The indiscriminate and over-free employment of these alkalies, however, as nursery remedies is by all means to be avoided, for the symptoms of indigestion for which a grown person if suffering would seek the advice of a skilful doctor require his help no less when the patient is a child. When acids will be of service in promoting the secretion of the gastric juice, when pepsine will be likely to be of use, when stimulants such as a little brandy, when aromatics to get rid of flatulence, opiates to relieve pain or check diarrhœa, or when an occasional mercurial, or some other remedy may be of use by stimulating the liver to increased action, are questions which I would not advise any mother to try to answer for herself. Much care and pains and knowledge and experience are often required by the doctor to enable him to answer them correctly.

I must not leave the consideration of the ailments of the digestive organs in early infancy without some notice of that affection of the mouth popularly known as thrush to which an exaggerated importance was once attached as the supposed cause of those symptoms of disordered health, of which it is in reality only the accompaniment. Still it is a sign of such grave disorder that it needs a careful study.

Thrush.—If you examine the mouth of a young infant, in whom the attempt at hand-feeding is not turning out well, you will often observe its lining to be beset with numerous small white spots, that look like little bits of curd lying upon its surface, but which on a more attentive examination are found to be so firmly adherent to it as not to be removed without some difficulty, when they leave the surface beneath it a deep red colour, and now and then bleeding slightly. These specks appear upon the inner surface of the lips, especially near the angles of the mouth, on the inside of the cheeks, and upon the tongue, where they are more numerous at the tip and edges than towards the centre. They are likewise seen upon the gums, though less frequently and in smaller numbers. When they first appear they are usually of a circular form, scarcely larger than a small pin's head; but after having existed for a day or two, some of the spots become three or four times as large, while at the same time they in general lose something of their circular form. By degrees the small white crusts fall off of their own accord, leaving the surface where they were seated redder than before; a colour which gradually subsides, as with the infant's improved health the mouth returns to its natural condition. If the improvement is tardy the white specks may be reproduced and again detached several times before the mouth resumes its healthy aspect. In the worst cases the specks coalesce, and coat the mouth as though lined with a membrane which is usually of a yellowish-white tint instead of having the dead white colour of the separate spots. Even here, however, though the surface is very red, it scarcely bleeds if the deposit is removed from it gently and with care.

The popular notion that when the deposit of thrush appears not only in the mouth, but also at the edge of the bowel, it has passed through the child is altogether erroneous. The lining membrane of the bowel indeed is red, inflamed, and presents those conditions to which I have already referred when speaking of the atrophy of hand-fed children, but the actual deposit of thrush can take place only where there exists an appropriate structure for its formation, and that is to be found, not in the bowels, but only at the inlets and outlets of the digestive canal. The actual deposit at the outlet of the bowel is indeed exceptional, though the edges are often red and sore from the irritation produced by the acrid motions, and this irritation sometimes extends to the skin over the lower part of the baby's person, which becomes rough, and covered with a blush of redness.

## EXERCISE TASKS
A. From the passage about thrush, extract the text that begins at "The indiscriminate and" and ends after "answer them correctly.".
B. In the passage about thrush, where on the tongue do the white specks gather most?
This material has no role in the work.

Referring expression data:

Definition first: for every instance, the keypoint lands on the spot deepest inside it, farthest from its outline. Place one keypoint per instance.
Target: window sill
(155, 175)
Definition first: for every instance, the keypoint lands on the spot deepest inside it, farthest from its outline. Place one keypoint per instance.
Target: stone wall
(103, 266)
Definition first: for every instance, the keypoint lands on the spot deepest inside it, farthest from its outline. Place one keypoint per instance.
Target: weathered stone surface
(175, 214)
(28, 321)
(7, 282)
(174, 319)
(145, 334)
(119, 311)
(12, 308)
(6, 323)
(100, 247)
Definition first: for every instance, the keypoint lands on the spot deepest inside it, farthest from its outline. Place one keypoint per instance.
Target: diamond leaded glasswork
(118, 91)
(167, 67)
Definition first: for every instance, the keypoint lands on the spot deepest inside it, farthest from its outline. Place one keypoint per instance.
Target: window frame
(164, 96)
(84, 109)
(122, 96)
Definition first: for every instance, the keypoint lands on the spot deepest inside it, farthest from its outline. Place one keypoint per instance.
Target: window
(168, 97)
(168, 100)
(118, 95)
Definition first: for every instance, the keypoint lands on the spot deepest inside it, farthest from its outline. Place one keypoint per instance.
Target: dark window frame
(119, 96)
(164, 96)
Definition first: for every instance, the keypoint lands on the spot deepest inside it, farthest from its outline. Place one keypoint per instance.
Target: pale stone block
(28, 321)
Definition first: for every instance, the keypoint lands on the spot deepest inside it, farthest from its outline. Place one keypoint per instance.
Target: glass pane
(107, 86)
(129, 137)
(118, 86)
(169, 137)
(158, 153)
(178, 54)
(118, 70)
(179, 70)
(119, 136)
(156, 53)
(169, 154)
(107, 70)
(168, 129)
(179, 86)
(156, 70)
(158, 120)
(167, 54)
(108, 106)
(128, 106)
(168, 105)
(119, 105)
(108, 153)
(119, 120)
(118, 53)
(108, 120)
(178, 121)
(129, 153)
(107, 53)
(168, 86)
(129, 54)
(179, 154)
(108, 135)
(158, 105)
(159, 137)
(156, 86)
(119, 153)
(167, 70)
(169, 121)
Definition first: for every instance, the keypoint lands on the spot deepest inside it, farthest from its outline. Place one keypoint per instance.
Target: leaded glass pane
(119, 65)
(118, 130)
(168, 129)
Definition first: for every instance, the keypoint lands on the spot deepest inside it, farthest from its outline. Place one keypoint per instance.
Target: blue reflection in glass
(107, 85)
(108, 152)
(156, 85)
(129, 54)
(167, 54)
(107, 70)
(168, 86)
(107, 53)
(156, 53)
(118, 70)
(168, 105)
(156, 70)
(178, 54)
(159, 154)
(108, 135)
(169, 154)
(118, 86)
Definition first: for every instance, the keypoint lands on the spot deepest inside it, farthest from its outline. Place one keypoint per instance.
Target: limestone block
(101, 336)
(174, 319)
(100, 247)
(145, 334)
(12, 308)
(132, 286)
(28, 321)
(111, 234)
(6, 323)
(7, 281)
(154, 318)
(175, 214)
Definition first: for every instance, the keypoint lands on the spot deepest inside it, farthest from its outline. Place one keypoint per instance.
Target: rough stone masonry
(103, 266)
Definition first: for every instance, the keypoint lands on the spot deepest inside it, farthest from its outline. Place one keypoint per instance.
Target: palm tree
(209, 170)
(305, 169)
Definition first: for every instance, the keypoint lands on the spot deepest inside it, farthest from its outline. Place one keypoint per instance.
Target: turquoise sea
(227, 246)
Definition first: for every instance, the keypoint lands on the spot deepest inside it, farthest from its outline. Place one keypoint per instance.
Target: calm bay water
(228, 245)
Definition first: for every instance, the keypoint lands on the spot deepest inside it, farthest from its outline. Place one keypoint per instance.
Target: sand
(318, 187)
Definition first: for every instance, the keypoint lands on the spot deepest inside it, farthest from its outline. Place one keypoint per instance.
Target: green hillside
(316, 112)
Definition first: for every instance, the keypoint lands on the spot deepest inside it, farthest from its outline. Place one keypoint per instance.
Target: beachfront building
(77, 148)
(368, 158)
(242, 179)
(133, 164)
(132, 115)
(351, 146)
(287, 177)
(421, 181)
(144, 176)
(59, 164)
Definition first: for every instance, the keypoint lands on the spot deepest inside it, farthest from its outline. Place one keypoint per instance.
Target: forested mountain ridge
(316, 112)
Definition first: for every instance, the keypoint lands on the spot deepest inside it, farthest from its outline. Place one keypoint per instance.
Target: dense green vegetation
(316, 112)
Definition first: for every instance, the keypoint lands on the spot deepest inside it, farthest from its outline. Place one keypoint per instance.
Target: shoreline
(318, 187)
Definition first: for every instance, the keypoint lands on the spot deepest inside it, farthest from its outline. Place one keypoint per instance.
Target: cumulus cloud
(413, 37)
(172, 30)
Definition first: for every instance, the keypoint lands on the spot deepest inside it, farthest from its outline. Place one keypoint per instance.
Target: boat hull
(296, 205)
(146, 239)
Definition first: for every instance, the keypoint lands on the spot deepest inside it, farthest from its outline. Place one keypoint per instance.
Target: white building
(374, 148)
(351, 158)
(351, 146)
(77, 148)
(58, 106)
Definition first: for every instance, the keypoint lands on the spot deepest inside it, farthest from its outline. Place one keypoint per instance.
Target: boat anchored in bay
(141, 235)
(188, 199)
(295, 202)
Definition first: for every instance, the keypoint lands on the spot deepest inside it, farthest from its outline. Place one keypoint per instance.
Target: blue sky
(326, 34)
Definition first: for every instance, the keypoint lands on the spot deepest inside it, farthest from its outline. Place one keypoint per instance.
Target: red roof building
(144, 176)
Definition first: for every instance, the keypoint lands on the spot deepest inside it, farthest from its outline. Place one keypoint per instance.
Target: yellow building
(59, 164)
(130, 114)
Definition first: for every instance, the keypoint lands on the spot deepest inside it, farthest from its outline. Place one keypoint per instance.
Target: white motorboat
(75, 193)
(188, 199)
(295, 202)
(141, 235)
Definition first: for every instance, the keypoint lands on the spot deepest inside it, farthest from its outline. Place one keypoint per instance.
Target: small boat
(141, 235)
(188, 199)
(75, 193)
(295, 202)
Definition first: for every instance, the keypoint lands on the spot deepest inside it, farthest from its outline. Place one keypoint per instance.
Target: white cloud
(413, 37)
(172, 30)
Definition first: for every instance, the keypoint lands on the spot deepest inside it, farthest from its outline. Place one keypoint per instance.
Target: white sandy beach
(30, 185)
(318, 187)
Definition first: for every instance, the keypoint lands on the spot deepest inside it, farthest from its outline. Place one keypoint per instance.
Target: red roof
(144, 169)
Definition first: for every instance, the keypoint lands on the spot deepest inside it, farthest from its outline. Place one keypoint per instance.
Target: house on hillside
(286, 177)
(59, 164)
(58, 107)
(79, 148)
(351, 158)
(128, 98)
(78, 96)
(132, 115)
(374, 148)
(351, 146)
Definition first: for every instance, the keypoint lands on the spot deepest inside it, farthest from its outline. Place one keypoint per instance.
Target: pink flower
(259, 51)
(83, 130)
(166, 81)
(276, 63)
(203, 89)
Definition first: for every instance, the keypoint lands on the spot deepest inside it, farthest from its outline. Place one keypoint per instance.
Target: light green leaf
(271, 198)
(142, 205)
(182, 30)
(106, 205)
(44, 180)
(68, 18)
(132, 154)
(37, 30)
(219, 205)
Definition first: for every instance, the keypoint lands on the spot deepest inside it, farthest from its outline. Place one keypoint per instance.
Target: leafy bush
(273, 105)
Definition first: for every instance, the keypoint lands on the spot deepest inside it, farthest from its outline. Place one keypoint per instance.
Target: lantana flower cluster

## RESPONSES PER TASK
A.
The indiscriminate and over-free employment of these alkalies, however, as nursery remedies is by all means to be avoided, for the symptoms of indigestion for which a grown person if suffering would seek the advice of a skilful doctor require his help no less when the patient is a child. When acids will be of service in promoting the secretion of the gastric juice, when pepsine will be likely to be of use, when stimulants such as a little brandy, when aromatics to get rid of flatulence, opiates to relieve pain or check diarrhœa, or when an occasional mercurial, or some other remedy may be of use by stimulating the liver to increased action, are questions which I would not advise any mother to try to answer for herself. Much care and pains and knowledge and experience are often required by the doctor to enable him to answer them correctly.

B. At the tip and edges rather than toward the center.